**Text shown**
[BEGIN]

An analysis of the factors that influence sugarcane yield in Northern Argentina using classification and regression trees

Article ID	Journal	Published Year	Pages	File Type
4511245	Field Crops Research	2009	9 Pages	PDF

Abstract

Multi-location trials are commonly used to estimate the effects of different explanatory factors on crop yield. Conversely, the analysis of production databases could also be useful for exploring and understanding such effects. These data require flexible and robust methods for dealing with multivariate, non-linear and unbalanced data structures, high-order interactions and missing values. In this paper, we explore the issue of crop yield explanation using a 5-year period (1999–2005) of sugarcane (Saccharum officinarum L.) yield data from Northern Argentina. Using a data mining technique such as classification and regression trees (CART) we show that farm membership (FARM) was among the main splitting factors for total cane per hectare (TCH) cluster variability. Crop class (AGE) was at the second level in the hierarchy and values of AGE higher than 2,5 splitted low and medium from the high TCH clusters. Sugarcane cultivar (VAR) was the most important explanatory factor regarding total sugar per hectare (TSH), and crop class (AGE) was second in importance. In this case, farm membership did not appear among the main splitting factors. The growth period duration, field area and precipitation did not show remarkable importance values for explaining final TCH and TSH values. By-year CART models also showed low values of importance of weather related variables across the years analyzed suggesting that other environmental conditions than precipitation is controlling yearly variation in sugar and cane yield (e.g. radiation, water-use efficiency or temperature regime). The CART analysis developed here is the first systematic analysis for explanatory factors of biomass and sugar content in Argentina's cane most productive region. However, we believe this methodology could be applicable for a wider geographic area and other sugarcane production regions as well as other cropping systems. Although regression trees provide less formal statistical inference, its results could be added as an additional analytical tool to traditional experimental analyses that use mixed models. Also, they could be useful for elaborating hypotheses and suggest mechanistic studies to test them.

Keywords

CART analysis Data mining Non-parametric method

[END]

**Exercise brief**
Please answer these questions about the sugarcane yield page:
1. Which journal published the article?
2. What period does the sugarcane yield data cover?
3. Which factor was the most important in explaining total sugar per hectare (TSH)?

**Some records**

[BEGIN]

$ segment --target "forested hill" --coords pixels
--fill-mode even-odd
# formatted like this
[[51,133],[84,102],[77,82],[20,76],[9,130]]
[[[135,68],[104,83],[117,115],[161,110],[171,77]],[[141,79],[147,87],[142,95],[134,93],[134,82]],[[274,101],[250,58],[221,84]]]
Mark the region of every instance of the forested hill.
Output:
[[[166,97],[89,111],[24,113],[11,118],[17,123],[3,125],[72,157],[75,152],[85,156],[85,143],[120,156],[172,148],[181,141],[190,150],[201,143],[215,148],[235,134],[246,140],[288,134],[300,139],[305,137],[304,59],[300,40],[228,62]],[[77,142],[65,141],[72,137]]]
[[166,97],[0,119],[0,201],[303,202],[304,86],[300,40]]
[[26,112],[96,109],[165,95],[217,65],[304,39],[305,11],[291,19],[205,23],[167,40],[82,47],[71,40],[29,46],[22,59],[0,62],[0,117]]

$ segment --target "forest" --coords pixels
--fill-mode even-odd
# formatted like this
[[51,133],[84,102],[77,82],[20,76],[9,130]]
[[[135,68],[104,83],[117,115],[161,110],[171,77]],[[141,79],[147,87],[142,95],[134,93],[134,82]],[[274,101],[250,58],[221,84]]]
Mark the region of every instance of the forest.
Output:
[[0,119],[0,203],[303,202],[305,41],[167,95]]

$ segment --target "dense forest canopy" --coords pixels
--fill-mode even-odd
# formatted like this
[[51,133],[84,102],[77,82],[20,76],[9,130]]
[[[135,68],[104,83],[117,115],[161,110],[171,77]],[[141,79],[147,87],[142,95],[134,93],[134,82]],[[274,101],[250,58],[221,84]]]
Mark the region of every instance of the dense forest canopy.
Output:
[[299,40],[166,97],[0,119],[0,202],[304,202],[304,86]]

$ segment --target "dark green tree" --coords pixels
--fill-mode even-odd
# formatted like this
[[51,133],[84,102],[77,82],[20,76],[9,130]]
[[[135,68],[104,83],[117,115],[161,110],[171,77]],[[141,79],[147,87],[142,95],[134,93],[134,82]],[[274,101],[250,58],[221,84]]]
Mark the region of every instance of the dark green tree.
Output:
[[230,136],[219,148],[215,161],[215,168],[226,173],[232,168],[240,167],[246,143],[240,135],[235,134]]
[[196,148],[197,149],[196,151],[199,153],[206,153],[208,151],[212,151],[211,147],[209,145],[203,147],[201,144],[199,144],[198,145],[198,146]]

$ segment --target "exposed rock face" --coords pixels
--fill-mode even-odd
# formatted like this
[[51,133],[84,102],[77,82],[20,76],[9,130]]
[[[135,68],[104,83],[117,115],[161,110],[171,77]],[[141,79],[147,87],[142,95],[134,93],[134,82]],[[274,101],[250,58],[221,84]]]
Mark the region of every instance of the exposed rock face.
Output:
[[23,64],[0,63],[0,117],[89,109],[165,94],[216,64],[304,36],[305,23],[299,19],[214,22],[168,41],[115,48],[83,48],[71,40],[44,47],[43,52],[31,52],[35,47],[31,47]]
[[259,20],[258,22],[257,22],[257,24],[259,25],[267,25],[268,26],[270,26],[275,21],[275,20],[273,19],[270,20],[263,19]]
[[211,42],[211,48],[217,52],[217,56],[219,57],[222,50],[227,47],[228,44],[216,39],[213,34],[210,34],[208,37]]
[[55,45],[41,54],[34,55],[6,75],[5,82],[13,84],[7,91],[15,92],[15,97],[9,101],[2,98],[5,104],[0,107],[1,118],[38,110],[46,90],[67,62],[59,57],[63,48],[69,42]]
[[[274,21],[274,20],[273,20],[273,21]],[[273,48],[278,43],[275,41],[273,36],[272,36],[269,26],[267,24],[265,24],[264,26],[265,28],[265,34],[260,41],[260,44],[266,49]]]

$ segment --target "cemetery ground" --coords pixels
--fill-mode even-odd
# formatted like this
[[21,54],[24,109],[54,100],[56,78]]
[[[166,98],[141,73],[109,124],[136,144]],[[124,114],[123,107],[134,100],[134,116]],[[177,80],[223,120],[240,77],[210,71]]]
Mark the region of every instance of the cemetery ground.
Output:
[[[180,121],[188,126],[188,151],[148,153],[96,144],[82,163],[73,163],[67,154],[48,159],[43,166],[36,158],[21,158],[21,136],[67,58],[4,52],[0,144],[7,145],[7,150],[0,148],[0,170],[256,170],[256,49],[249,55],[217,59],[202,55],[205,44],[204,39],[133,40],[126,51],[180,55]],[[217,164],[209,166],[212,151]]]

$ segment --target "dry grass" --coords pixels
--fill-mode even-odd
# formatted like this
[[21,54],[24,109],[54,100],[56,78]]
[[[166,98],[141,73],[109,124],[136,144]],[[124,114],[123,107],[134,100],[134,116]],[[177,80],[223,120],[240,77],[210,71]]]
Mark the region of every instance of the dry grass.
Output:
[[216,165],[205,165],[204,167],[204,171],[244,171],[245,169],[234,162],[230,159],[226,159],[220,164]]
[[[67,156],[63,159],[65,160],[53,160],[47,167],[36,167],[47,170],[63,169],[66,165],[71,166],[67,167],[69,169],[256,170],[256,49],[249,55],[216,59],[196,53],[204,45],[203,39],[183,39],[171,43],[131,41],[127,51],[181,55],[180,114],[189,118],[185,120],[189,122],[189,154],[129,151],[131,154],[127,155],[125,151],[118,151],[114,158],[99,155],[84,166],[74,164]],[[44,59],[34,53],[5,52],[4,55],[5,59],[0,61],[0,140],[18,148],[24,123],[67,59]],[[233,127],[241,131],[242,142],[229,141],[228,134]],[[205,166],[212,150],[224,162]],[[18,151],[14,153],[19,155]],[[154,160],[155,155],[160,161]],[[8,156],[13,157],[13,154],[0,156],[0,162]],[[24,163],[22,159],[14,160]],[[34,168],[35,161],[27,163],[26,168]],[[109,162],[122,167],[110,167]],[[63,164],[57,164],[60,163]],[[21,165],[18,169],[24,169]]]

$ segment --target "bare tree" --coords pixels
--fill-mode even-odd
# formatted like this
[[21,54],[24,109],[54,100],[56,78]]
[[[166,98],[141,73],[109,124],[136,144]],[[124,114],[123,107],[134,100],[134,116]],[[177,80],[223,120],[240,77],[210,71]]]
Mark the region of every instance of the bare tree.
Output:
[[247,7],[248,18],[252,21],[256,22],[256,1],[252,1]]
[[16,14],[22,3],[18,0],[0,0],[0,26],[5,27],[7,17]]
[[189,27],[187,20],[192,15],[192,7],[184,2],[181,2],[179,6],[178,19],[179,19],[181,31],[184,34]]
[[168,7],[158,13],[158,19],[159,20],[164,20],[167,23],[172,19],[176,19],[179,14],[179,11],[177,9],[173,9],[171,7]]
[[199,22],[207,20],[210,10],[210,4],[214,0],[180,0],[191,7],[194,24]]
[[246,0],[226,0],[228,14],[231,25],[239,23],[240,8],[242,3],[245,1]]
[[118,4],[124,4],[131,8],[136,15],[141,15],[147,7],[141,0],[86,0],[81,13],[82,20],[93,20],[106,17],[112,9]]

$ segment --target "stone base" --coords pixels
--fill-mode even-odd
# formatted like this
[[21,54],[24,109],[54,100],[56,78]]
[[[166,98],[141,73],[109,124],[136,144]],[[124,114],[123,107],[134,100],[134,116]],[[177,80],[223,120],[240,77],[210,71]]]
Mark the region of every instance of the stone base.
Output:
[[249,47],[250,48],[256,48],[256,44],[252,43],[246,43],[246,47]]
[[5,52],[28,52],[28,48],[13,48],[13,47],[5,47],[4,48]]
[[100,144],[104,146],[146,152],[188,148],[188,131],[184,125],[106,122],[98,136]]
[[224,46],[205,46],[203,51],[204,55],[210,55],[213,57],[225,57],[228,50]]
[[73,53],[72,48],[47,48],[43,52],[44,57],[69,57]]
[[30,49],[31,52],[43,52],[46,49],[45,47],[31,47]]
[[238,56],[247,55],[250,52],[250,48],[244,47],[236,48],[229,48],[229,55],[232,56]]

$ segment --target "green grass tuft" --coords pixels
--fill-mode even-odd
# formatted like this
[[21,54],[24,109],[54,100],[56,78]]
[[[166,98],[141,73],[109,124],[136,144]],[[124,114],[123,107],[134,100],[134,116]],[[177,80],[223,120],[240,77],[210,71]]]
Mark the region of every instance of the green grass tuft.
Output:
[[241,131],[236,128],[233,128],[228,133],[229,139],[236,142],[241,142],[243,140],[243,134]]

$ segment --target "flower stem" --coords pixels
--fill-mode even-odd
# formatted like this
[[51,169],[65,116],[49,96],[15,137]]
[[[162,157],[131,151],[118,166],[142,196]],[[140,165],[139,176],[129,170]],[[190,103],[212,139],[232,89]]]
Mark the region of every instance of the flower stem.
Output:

[END]

**Written solution**
1. Field Crops Research
2. 1999–2005
3. Sugarcane cultivar (VAR)